* START Supplied records *

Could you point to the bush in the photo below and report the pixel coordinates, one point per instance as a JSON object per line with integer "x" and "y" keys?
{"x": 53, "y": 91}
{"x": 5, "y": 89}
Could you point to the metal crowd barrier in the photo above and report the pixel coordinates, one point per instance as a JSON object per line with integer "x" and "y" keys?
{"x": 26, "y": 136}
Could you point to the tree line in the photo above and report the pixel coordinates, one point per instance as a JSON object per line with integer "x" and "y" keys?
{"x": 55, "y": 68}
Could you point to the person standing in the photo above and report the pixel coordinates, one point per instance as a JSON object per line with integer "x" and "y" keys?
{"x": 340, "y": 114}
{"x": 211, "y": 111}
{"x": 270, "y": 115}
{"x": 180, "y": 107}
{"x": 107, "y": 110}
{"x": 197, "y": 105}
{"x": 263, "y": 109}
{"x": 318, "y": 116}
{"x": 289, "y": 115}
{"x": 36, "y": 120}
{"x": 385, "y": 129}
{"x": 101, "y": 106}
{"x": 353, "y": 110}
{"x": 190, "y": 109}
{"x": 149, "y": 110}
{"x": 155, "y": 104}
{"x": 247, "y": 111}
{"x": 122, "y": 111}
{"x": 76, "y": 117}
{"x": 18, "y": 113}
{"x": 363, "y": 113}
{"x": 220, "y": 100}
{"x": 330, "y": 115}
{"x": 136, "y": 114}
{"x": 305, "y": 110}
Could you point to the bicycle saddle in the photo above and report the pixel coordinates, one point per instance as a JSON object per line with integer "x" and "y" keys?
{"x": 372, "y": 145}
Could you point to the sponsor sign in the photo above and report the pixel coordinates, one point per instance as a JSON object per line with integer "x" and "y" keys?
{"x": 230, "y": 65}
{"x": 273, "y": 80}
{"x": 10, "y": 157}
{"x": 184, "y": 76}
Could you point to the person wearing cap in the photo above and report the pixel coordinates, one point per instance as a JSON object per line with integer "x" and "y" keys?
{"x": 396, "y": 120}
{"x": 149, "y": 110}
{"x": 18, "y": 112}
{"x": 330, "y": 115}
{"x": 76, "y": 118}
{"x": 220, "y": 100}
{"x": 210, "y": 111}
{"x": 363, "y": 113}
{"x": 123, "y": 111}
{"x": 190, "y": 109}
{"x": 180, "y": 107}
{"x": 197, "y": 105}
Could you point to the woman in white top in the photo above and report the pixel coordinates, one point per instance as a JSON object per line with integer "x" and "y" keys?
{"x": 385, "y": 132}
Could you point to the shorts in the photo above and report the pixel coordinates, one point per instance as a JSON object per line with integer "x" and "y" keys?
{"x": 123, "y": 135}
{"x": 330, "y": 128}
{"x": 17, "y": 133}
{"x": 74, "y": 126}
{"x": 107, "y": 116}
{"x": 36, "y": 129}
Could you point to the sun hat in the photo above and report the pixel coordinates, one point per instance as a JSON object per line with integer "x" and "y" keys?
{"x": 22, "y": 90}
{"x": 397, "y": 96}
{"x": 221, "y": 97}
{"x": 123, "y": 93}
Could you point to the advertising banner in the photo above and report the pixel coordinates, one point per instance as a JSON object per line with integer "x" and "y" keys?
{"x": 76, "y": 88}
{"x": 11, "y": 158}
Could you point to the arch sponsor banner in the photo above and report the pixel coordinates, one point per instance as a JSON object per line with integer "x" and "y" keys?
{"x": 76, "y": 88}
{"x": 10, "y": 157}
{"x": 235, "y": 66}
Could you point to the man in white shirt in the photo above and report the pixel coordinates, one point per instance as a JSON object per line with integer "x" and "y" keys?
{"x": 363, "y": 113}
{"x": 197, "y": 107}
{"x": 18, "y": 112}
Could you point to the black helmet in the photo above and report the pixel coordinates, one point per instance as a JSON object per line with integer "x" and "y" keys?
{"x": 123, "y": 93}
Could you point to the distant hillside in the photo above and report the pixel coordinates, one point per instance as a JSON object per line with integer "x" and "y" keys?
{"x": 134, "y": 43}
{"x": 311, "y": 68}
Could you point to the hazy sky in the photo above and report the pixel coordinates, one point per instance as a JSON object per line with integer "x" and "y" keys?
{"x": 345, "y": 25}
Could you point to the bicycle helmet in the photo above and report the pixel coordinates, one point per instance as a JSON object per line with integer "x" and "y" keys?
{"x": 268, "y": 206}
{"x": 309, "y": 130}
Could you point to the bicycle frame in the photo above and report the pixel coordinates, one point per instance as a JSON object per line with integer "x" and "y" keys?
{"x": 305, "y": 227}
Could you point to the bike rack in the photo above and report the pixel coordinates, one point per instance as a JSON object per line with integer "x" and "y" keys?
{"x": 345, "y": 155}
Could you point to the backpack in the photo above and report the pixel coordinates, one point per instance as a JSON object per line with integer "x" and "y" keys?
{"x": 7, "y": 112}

* END Supplied records *

Stated exercise.
Reproduce all of the records above verbatim, with no changes.

Reply.
Could you point to the bush in the photo below and report the pixel coordinates, one point per instance as a JSON object per line with integer "x" and "y" keys?
{"x": 53, "y": 91}
{"x": 5, "y": 89}
Could you point to the metal crowd barrier in the photo above and report the pixel coordinates, one point per instance as a JSON object per line with integer "x" and "y" keys?
{"x": 26, "y": 136}
Could you point to the tree line in the photo above and report the pixel coordinates, one point per instance as a JSON object per line with integer "x" and "y" keys?
{"x": 55, "y": 68}
Could you point to the person standing in the photo above and report the pixel coordinates, one point per instance as a JSON object per line with integer "x" and "y" keys?
{"x": 340, "y": 114}
{"x": 211, "y": 111}
{"x": 270, "y": 115}
{"x": 180, "y": 107}
{"x": 107, "y": 110}
{"x": 197, "y": 105}
{"x": 263, "y": 109}
{"x": 318, "y": 116}
{"x": 289, "y": 115}
{"x": 36, "y": 120}
{"x": 385, "y": 129}
{"x": 101, "y": 106}
{"x": 353, "y": 110}
{"x": 190, "y": 109}
{"x": 149, "y": 110}
{"x": 155, "y": 104}
{"x": 247, "y": 111}
{"x": 122, "y": 111}
{"x": 76, "y": 117}
{"x": 18, "y": 113}
{"x": 363, "y": 113}
{"x": 220, "y": 100}
{"x": 330, "y": 115}
{"x": 136, "y": 114}
{"x": 305, "y": 110}
Could you point to the bicycle saddle in the photo above and report the pixel coordinates, one point per instance as a JSON object per line with integer "x" and "y" keys?
{"x": 372, "y": 145}
Could you point to the sponsor sign in the photo above and report the pixel coordinates, one point per instance as a JSON object per line with integer "x" and "y" keys?
{"x": 230, "y": 65}
{"x": 273, "y": 80}
{"x": 10, "y": 157}
{"x": 184, "y": 76}
Could you point to the person wearing cap in the photo above and report the pixel coordinates, one point per instance as a JSON object per line with integer "x" and "y" keys?
{"x": 396, "y": 120}
{"x": 149, "y": 110}
{"x": 18, "y": 112}
{"x": 330, "y": 115}
{"x": 76, "y": 118}
{"x": 220, "y": 100}
{"x": 210, "y": 111}
{"x": 363, "y": 113}
{"x": 123, "y": 111}
{"x": 190, "y": 109}
{"x": 180, "y": 107}
{"x": 197, "y": 105}
Could you point to the woman in white top in the photo above and report the pixel coordinates, one point per instance as a JSON object per line with integer "x" and "y" keys?
{"x": 385, "y": 132}
Could you point to the shorts in the photo above and report the pixel coordinates, one point per instance as a JSON object per line with integer "x" and "y" keys?
{"x": 123, "y": 135}
{"x": 330, "y": 128}
{"x": 17, "y": 133}
{"x": 74, "y": 126}
{"x": 107, "y": 116}
{"x": 36, "y": 129}
Could you point to the sun hat in the photo above and report the pixel coordinates, one point per instance as a JSON object per line with integer "x" and "y" keys?
{"x": 22, "y": 90}
{"x": 397, "y": 96}
{"x": 221, "y": 97}
{"x": 123, "y": 93}
Could you point to the advertising banner in the photo above and report the pixel coordinates, one point per instance as a JSON object per line with integer "x" and "y" keys?
{"x": 76, "y": 88}
{"x": 11, "y": 158}
Could you point to the arch sponsor banner in the photo above and report the pixel coordinates, one point per instance as a JSON object per line with integer "x" and "y" keys?
{"x": 76, "y": 88}
{"x": 10, "y": 157}
{"x": 235, "y": 66}
Could you point to the man in white shirt in the photo above and report the pixel coordinates, one point per instance as a JSON object per line with integer "x" and "y" keys?
{"x": 363, "y": 113}
{"x": 197, "y": 107}
{"x": 18, "y": 112}
Could you point to the black helmet in the photo above and report the pixel coordinates, one point per instance as a JSON object per line with integer "x" and "y" keys?
{"x": 123, "y": 93}
Could you point to the distant hillside in the photo above and report the pixel coordinates, one point per instance as a JSON object per line with integer "x" and "y" keys?
{"x": 134, "y": 43}
{"x": 311, "y": 68}
Could you point to the hazy sky in the photo above and report the pixel coordinates, one point per instance as a JSON object per line with integer "x" and "y" keys?
{"x": 345, "y": 25}
Could you point to the bicycle helmet in the photo above and report the pixel coordinates, one point per instance as a JSON object per line with integer "x" and "y" keys?
{"x": 268, "y": 206}
{"x": 309, "y": 130}
Could you point to the bicycle frame in the photo above and report the pixel coordinates, one point per instance as a JSON object per line with integer "x" and "y" keys?
{"x": 305, "y": 227}
Could you point to the bike rack in the photo above and report the pixel coordinates, one point per instance as a JSON object per line with integer "x" and "y" keys?
{"x": 345, "y": 155}
Could you point to the backpack in the photo above and report the pixel coordinates, one point per instance as a JSON object per line with integer "x" and "y" keys?
{"x": 7, "y": 112}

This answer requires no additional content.